◆ Problem details:
Please show every line from the entries that carries the word "black".

============

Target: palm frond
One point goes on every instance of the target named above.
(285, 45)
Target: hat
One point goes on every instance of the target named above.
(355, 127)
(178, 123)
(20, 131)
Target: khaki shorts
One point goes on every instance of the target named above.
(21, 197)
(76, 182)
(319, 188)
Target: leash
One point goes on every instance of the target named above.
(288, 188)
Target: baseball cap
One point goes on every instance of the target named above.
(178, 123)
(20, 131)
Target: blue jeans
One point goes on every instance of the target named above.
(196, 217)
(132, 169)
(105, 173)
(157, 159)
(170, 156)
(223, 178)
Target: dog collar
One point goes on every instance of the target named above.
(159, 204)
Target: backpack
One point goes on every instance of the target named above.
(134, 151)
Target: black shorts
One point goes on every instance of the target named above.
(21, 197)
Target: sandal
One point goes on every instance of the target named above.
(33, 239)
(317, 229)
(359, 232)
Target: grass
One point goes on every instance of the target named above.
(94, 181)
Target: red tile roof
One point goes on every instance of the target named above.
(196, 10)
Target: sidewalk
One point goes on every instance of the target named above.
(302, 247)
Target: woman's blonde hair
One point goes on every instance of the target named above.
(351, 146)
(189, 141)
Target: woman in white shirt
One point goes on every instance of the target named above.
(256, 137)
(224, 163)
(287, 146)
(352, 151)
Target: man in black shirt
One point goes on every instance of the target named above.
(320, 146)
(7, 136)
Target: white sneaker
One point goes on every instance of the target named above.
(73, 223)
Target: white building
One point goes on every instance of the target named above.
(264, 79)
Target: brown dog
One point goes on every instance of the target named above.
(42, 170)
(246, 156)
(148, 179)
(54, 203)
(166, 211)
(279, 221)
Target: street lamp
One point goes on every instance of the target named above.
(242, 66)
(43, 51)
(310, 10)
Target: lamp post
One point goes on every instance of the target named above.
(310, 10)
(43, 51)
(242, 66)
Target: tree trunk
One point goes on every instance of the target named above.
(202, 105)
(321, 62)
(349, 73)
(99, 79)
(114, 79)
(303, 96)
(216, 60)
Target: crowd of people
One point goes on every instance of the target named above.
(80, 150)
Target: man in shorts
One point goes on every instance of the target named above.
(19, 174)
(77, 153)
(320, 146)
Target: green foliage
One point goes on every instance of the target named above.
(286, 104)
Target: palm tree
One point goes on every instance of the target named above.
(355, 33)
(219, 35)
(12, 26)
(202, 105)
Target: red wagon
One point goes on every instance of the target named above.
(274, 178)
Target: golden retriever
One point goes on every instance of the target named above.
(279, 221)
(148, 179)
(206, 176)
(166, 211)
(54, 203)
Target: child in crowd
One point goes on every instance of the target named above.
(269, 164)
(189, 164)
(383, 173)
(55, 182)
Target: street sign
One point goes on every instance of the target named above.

============

◆ Exercise answer:
Target: black shorts
Target: man in black shirt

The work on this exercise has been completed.